[Saved data entries]
━━━━━━━━

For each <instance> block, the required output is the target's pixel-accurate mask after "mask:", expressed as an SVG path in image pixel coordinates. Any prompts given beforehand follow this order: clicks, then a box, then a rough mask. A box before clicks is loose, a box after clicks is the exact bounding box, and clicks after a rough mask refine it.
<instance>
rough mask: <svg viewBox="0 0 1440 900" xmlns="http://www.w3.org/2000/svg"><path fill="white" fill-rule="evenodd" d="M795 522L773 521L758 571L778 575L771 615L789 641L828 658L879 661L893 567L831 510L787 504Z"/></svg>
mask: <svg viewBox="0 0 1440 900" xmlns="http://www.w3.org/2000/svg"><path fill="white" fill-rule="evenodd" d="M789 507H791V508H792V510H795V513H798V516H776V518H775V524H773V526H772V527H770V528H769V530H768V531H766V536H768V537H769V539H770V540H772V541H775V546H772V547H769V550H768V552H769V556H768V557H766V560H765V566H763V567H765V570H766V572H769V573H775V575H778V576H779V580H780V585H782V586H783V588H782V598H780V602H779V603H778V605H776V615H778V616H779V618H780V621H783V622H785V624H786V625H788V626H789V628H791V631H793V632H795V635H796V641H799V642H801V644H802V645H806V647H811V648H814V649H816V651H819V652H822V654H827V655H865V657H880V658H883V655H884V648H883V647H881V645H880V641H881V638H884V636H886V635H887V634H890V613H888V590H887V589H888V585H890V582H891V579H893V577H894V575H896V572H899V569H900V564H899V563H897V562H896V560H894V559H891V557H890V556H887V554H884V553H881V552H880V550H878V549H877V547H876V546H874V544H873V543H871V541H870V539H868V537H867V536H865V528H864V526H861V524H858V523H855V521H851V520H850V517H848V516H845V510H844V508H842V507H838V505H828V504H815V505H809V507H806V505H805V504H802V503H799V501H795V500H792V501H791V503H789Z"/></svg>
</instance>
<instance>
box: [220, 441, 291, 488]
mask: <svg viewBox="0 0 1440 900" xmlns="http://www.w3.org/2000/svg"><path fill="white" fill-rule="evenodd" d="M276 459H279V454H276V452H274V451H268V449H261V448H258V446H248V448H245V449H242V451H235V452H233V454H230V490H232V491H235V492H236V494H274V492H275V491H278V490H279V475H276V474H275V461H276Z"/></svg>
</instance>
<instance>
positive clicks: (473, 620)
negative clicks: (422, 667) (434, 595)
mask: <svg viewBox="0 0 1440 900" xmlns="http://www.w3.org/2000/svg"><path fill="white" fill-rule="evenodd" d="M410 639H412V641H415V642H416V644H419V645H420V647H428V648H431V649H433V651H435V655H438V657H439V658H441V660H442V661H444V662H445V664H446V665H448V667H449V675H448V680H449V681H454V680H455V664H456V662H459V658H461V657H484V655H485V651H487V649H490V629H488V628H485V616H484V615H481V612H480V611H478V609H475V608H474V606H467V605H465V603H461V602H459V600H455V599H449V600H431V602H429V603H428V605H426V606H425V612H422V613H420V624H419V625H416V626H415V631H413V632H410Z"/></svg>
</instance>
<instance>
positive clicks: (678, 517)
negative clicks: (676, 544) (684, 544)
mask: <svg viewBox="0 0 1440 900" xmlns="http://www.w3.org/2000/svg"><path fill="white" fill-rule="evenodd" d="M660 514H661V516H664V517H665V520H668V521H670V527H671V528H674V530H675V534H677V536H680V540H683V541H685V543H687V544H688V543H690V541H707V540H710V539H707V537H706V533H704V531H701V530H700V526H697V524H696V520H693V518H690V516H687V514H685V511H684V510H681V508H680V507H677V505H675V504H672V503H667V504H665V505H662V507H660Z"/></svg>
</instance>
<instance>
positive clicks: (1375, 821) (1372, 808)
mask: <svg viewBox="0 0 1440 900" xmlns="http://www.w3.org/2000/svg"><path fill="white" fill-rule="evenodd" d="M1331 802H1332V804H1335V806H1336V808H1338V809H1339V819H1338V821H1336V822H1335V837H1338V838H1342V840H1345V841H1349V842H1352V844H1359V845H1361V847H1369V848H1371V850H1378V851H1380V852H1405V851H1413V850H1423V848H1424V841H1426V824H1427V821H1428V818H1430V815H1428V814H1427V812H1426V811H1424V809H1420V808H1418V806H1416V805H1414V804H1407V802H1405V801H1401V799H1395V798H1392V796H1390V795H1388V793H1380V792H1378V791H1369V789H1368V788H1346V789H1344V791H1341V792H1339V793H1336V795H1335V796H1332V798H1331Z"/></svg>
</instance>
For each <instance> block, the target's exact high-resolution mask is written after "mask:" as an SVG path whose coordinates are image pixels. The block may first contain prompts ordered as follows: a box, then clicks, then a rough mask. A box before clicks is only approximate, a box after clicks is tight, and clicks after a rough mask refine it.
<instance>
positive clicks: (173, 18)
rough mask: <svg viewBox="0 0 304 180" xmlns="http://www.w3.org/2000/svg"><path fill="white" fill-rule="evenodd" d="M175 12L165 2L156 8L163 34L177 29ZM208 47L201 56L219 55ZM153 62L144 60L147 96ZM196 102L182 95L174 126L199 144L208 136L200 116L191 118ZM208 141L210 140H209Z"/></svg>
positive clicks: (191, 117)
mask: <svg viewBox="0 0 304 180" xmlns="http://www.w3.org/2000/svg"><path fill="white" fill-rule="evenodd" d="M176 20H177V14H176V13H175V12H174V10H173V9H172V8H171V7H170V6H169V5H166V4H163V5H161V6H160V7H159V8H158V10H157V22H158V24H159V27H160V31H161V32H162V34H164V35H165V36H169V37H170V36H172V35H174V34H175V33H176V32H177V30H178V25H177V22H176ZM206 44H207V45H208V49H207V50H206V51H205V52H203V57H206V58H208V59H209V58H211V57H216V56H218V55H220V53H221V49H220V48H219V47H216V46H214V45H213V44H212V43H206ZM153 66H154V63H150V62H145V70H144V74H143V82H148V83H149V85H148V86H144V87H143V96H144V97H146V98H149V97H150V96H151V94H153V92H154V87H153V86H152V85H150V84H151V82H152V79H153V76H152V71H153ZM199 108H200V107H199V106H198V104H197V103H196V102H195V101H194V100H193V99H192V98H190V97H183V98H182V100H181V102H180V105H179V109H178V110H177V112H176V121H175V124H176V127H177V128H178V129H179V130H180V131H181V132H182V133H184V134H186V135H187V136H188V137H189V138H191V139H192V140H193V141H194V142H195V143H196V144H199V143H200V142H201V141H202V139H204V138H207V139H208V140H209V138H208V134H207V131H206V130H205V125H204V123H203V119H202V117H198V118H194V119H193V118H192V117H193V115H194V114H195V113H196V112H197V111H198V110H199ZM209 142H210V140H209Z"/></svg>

━━━━━━━━

From the entries, count the lines that hold the string "coordinates". Nothing but the number is needed.

2